Provide the entries once more, identical in every word.

- Information supplied -
^^^^^^^^^^^^^^^^

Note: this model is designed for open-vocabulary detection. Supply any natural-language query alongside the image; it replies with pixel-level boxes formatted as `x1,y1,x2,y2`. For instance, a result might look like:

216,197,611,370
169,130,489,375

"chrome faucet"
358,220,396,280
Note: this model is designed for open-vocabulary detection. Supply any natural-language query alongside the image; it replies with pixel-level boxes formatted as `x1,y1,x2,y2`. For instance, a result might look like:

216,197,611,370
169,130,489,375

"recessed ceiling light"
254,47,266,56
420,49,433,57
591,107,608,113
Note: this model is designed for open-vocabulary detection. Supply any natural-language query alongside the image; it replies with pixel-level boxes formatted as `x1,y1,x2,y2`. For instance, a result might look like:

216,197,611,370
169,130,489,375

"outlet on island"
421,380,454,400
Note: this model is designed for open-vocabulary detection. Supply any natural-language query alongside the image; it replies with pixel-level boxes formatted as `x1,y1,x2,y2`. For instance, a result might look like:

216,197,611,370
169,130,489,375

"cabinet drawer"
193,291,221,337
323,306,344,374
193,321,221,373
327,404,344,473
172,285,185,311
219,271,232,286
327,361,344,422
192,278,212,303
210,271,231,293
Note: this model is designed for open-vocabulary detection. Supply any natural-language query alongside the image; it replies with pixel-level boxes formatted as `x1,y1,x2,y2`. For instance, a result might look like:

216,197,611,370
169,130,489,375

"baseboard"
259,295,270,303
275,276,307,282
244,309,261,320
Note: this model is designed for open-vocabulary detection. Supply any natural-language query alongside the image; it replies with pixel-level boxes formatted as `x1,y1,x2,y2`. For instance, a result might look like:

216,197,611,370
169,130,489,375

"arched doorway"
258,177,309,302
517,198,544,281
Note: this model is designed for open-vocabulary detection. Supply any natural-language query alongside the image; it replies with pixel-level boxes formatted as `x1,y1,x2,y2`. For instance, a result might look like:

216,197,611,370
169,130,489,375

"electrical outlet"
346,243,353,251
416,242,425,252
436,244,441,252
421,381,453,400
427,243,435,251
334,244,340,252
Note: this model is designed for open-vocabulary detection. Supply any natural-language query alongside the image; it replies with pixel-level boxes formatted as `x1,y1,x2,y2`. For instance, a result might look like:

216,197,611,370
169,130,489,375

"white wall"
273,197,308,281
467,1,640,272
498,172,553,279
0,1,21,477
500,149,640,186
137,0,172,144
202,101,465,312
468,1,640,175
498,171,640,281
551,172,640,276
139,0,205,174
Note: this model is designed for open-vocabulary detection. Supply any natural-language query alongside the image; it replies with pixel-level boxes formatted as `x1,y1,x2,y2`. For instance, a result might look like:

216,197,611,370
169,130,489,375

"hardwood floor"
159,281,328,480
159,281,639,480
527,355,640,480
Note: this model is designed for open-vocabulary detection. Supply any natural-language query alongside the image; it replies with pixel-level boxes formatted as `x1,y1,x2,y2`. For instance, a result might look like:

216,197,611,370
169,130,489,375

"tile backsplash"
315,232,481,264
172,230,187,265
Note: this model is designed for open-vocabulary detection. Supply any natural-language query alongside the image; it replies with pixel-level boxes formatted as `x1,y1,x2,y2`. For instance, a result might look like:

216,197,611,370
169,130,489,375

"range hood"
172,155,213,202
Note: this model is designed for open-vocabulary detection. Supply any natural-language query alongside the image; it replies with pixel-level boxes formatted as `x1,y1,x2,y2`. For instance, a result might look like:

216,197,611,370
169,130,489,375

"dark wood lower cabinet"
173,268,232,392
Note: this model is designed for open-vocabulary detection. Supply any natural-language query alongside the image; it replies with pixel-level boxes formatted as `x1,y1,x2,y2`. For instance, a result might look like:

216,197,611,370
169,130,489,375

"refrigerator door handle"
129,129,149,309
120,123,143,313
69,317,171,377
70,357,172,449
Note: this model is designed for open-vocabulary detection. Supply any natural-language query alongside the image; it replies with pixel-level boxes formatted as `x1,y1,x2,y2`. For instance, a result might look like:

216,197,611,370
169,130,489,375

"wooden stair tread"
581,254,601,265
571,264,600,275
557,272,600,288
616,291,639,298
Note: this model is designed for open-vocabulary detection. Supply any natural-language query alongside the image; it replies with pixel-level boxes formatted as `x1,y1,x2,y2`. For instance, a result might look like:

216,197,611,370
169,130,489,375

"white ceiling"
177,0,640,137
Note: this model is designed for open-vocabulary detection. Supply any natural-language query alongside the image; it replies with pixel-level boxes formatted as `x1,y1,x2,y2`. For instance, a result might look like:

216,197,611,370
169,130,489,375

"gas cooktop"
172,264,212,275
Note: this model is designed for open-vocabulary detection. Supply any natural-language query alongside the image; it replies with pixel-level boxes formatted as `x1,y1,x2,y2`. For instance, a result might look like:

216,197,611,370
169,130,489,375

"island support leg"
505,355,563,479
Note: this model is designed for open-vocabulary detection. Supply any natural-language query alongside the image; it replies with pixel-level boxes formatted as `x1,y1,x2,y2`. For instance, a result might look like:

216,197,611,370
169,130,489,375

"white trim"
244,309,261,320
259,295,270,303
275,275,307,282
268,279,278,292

^^^^^^^^^^^^^^^^

- Answer to this problem -
Note: this model is designed for open-vocabulary detection. Supply any natural-language query alongside the image; it replies with pixel-level boxes formatted as `x1,y1,x2,y2`. For instance, a result might look like:

216,197,611,370
169,130,489,375

"chrome faucet"
358,220,396,280
Note: this model is designed for open-vocabulary detection. Supply any natural-language query alongside the image; it replies with pixel-level boxes formatted as `x1,y1,x2,y2`. For instance, a result might look like:

216,197,611,370
169,130,489,375

"recessed ceiling light"
254,47,266,56
420,49,433,57
591,107,608,113
Note: this model is designed for open-vocabulary detection. Supply any natural-language query alongside the image; it replies with pixel-level boxes formatted as `x1,y1,x2,y2`. For instance, a result might look like:

216,197,611,370
169,130,489,375

"outlet on island"
421,380,454,400
Note: this model is designed for open-vocabulary detection. Supply any natural-language query alongside the image; it replies with pixel-level boxes formatted as `x1,y1,x2,y2`. For instance, a result might look like:

216,197,611,370
169,130,489,375

"cabinet drawer"
193,291,221,337
323,306,344,374
193,321,221,373
327,404,344,473
172,285,185,311
219,271,232,286
327,361,344,422
192,278,212,303
210,271,231,293
Note: this model is designed for open-vocabulary detection. Supply any natural-language query alongside the image; it replies with pixel-level boxes formatted as `x1,y1,x2,y2`. For instance, a result might look like:

216,197,611,370
169,130,489,375

"baseboard"
259,295,270,303
275,276,307,282
244,309,261,320
Note: this model is designed for open-vocabulary detection. Supply any natural-language query alongside the image; it replies with pixel-level boxes formatted as `x1,y1,x2,y2`. For instance, a result might look like:

216,197,611,370
169,130,489,375

"arched doorway"
258,177,309,302
517,198,544,281
Note: this model is designed for open-vocabulary detection. Supply any natural-language query alongside the image; it replies with pixel-level boxes formatted as `x1,y1,x2,y2`. For instance, a result might look like:

216,197,611,370
169,130,489,375

"electrical outlet"
346,243,353,251
416,242,425,252
436,244,441,252
421,381,453,400
427,243,435,251
334,244,340,252
Note: this model is designed for open-vocabulary detection. Supply any natural-language query alongside the image; it replies with pixel-level boxes formatted as `x1,y1,x2,y2`. For instance, a result might look like:

216,197,611,370
169,130,489,375

"white wall"
273,197,308,281
467,1,640,272
498,172,553,279
0,1,21,477
500,149,640,186
137,0,172,144
202,101,465,312
468,1,640,175
498,171,640,281
551,172,640,276
139,0,205,174
Note: this model is designed for open-vocabulary detection. Supply any natural-language query alongside the image; it replies with pixel-level boxes formatted as `x1,y1,x2,y2`. For instance, a result might look like:

216,197,611,370
169,130,489,375

"hardwood floor"
159,281,328,480
159,281,639,480
527,355,640,480
Note: this model is designed for open-vocabulary detection. Supply any natural-language query alongside the image; it replies with pixel-level boxes formatted as `x1,y1,x2,y2`. For instance, a result might look like:

216,197,611,370
169,130,489,375

"tile backsplash"
315,232,481,264
172,230,187,265
Note: this model is designed for open-vocabulary detection. Supply any natural-language query alongside the image; it replies with pixel-level boxes formatted as `x1,y1,x2,y2`. For instance, a result might look like:

216,197,611,370
169,130,489,375

"range hood"
172,155,213,202
Note: this model is designed for open-vocabulary detection. Supply any natural-language query alongside the image; it replies with pixel-level boxes formatted as `x1,y1,x2,y2`. For instance, a result might look like:

216,197,611,370
169,130,489,375

"dark wood lower cabinet"
173,268,232,392
Note: this model is designed for open-vocabulary detection. Supply any natural-language query alongside the image; it replies with pixel-level boxes formatted as `x1,y1,x2,y2`. For instance, a result might look like:

216,197,611,370
169,130,489,375

"refrigerator door handle"
129,129,149,309
120,123,143,313
69,317,171,377
70,357,172,449
Note: this model is designed for open-vocabulary detection. Supply any natural-language query alongside the image; it replies with pixel-level boxes formatted as `x1,y1,x2,y2`. For instance, a result might look like:

216,197,611,370
169,130,489,375

"wooden stair tread"
581,254,601,265
571,264,600,275
557,272,600,288
616,291,639,298
Note: this model is designed for open-vocabulary detection. Supply any natural-language query alongside the image; it replies with pixel-level boxes formatted as `x1,y1,x2,y2`. For instance, a result might look like:

216,197,611,370
169,130,489,375

"white ceiling"
177,0,640,137
Note: this model is designed for open-vocabulary detection. Supply any natural-language query alongside the image; it replies with pixel-level boxes formatted as `x1,y1,x2,y2`. For instance, a result might look like:

216,197,611,370
169,130,489,375

"gas cooktop"
172,264,212,275
Note: this model is designed for open-vocabulary detection. Supply any natural-language query alongside the image; it replies with pixel-level boxes formatted as `x1,y1,x2,y2`. For instance, a result might look like:

216,197,611,370
169,130,489,375

"island support leg"
505,355,563,479
Note: this model is designed for open-vocabulary detection. Supply any natural-language query alongside the image; it replies with pixel-level boxes formatted as `x1,y1,x2,y2`. For instance, a result might look like:

216,197,611,370
169,130,489,375

"white trim"
244,309,261,320
259,295,270,303
275,275,307,282
268,279,278,292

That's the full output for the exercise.